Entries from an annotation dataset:
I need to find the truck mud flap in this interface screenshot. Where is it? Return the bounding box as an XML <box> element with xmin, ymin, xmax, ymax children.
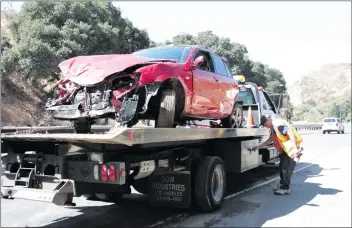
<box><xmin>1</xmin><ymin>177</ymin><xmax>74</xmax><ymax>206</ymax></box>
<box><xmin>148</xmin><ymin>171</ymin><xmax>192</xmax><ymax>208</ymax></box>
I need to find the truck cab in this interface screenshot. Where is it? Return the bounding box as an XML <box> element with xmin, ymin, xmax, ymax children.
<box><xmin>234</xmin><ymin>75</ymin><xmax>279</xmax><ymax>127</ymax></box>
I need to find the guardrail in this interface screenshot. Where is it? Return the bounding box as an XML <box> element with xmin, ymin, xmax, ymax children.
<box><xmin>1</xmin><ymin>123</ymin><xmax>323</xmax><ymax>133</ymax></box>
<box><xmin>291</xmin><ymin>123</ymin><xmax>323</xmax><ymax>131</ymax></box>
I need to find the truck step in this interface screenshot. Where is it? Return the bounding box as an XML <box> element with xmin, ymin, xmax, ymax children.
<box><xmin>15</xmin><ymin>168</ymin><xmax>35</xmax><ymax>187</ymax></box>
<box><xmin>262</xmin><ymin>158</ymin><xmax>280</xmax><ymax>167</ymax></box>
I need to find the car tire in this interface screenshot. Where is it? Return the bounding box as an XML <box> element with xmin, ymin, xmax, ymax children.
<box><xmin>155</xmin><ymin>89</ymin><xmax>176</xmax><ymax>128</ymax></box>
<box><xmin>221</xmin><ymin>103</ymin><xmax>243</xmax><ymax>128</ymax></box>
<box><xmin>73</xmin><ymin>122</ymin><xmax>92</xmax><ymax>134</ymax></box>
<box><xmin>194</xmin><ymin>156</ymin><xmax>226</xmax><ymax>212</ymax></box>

WHAT NEEDS TO BE DONE: Update all the records above by replacing "interface screenshot" with "photo" and leaving everything else unchanged. Omit the pictures from your answer.

WRITTEN SOLUTION:
I need to find the truck mud flap in this photo. Where is it? Return the bounding box as an XML <box> element with xmin, ymin, xmax, ymax children.
<box><xmin>1</xmin><ymin>177</ymin><xmax>74</xmax><ymax>206</ymax></box>
<box><xmin>148</xmin><ymin>171</ymin><xmax>192</xmax><ymax>208</ymax></box>
I need to find the truck cab in this photo. Where is it? Return the bounding box as an XML <box> element with xmin, ymin, xmax, ymax children.
<box><xmin>234</xmin><ymin>75</ymin><xmax>279</xmax><ymax>127</ymax></box>
I need to find the guardrail in this photo. Where is it? Return the bounding box as an XML <box> element with xmin, ymin, xmax, ymax children.
<box><xmin>1</xmin><ymin>123</ymin><xmax>323</xmax><ymax>133</ymax></box>
<box><xmin>291</xmin><ymin>123</ymin><xmax>323</xmax><ymax>131</ymax></box>
I need to find the truck step in this photo. Where is it? Return the bounding box as an XML <box> element with xmin, ymin, xmax, ymax children.
<box><xmin>15</xmin><ymin>168</ymin><xmax>35</xmax><ymax>187</ymax></box>
<box><xmin>262</xmin><ymin>158</ymin><xmax>280</xmax><ymax>167</ymax></box>
I need to find the car tire in this photo. Where is it? Return the bounding box as an XML <box> element with xmin, ymin, xmax, ymax children.
<box><xmin>155</xmin><ymin>89</ymin><xmax>176</xmax><ymax>128</ymax></box>
<box><xmin>221</xmin><ymin>103</ymin><xmax>243</xmax><ymax>128</ymax></box>
<box><xmin>73</xmin><ymin>122</ymin><xmax>92</xmax><ymax>134</ymax></box>
<box><xmin>194</xmin><ymin>156</ymin><xmax>226</xmax><ymax>212</ymax></box>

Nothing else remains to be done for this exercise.